*Your task*.
Omit the pictures and extract only the lines from the line containing "the bus tire." to the end of the material, each exactly as written.
_ _ _ _ _ _ _
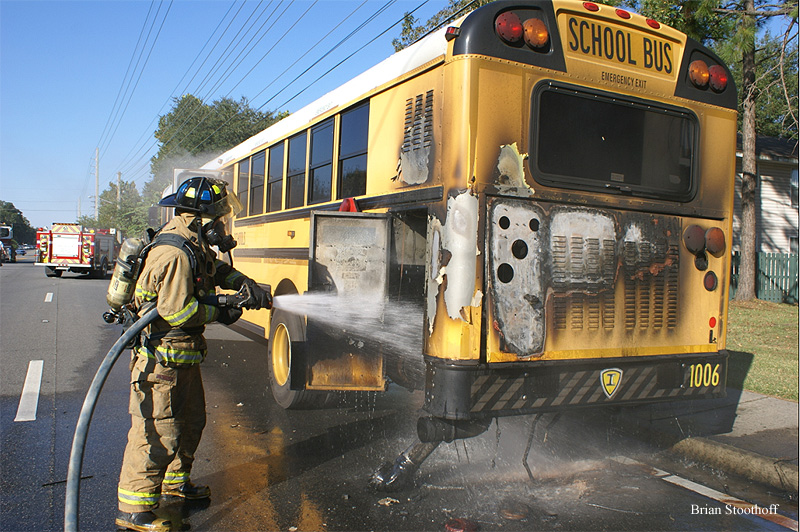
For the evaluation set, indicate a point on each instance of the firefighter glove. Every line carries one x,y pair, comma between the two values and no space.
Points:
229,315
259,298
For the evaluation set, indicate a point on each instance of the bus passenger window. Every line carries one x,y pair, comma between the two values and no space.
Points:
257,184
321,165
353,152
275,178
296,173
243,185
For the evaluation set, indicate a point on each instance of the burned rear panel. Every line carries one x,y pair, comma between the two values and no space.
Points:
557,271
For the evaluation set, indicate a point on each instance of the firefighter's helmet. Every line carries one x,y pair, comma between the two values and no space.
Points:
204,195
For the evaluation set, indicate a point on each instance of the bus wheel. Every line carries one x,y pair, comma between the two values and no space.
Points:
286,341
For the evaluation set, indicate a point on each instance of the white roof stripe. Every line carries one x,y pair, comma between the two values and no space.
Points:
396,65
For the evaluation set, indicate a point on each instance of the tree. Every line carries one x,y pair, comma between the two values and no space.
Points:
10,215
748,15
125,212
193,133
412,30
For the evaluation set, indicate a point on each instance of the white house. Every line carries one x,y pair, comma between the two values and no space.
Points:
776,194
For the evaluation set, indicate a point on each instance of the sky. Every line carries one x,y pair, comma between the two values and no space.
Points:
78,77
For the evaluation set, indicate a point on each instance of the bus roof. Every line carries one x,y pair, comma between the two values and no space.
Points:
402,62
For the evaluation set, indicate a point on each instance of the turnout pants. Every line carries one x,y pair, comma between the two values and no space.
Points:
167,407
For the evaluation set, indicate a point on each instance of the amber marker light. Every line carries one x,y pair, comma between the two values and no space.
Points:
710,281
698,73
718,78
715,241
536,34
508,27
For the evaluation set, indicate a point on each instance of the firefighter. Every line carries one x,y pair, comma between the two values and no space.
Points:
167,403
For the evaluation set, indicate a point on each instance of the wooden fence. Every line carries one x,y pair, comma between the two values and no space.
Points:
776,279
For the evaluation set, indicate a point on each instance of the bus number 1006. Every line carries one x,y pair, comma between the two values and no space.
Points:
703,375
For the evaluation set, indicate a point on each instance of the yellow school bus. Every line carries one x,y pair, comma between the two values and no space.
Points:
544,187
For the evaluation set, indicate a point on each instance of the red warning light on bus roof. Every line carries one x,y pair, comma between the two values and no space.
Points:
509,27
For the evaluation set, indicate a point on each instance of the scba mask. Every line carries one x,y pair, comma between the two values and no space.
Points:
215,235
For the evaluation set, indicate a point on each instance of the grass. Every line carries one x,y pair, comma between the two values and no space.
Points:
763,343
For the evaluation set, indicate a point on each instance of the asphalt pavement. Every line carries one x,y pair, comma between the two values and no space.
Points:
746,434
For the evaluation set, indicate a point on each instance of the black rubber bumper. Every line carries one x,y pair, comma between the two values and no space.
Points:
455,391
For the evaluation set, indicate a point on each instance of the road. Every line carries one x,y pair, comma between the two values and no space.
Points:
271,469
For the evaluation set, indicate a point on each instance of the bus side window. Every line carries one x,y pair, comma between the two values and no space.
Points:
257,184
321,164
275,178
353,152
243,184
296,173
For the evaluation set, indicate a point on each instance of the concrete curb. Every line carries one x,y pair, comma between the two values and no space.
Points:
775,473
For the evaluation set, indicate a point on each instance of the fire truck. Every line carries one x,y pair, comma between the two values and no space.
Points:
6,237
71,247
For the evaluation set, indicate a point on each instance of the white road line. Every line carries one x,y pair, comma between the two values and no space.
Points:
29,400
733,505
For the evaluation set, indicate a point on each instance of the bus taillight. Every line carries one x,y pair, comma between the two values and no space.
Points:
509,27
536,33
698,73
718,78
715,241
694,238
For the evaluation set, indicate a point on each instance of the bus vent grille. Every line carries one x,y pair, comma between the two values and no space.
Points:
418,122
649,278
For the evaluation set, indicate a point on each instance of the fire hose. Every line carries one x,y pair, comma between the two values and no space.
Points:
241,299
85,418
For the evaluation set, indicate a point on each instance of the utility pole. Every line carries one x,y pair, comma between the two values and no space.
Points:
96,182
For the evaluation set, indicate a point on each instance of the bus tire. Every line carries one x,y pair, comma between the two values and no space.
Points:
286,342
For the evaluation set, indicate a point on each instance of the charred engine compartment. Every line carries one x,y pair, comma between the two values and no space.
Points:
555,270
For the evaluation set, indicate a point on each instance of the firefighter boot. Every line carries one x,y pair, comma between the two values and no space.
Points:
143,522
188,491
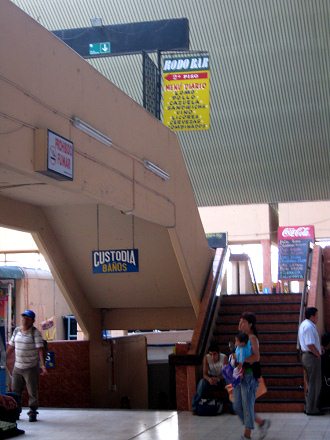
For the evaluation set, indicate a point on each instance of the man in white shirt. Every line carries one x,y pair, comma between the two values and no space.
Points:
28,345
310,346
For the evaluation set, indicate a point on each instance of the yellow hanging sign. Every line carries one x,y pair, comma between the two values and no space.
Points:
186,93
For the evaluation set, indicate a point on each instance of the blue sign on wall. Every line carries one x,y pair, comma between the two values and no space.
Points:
_ _ _ _ _ _ _
*Answer to the exercise*.
For the evaluation set, indicate a point on each instance of the bus tire. Every line carries one x,y pair, comma between the two values and no space.
Points:
286,342
For the evaluation set, indicate a point on each instance of the charred engine compartment. Every line carries one x,y pair, comma between the two values and no space.
Points:
555,270
For the evaluation set, indicate a point on each instance of the firefighter boot. Every line carries one x,y pair, comma between the two values and no space.
Points:
143,522
188,491
For the evaluation set, indicate a point on each instance of the man in white shirt. Every line carries one x,y pair, comma between the two values and no space.
Points:
28,345
310,346
For the evaluation set, indicate a point on each instance of the yellow hanging sign. Every line carries one x,y pair, comma between the two values and no space.
Points:
186,93
For the evaluation set, indicate a point on each instance of the blue sign on wall. Every line carries one x,y pair, comma between the two values and no space.
Points:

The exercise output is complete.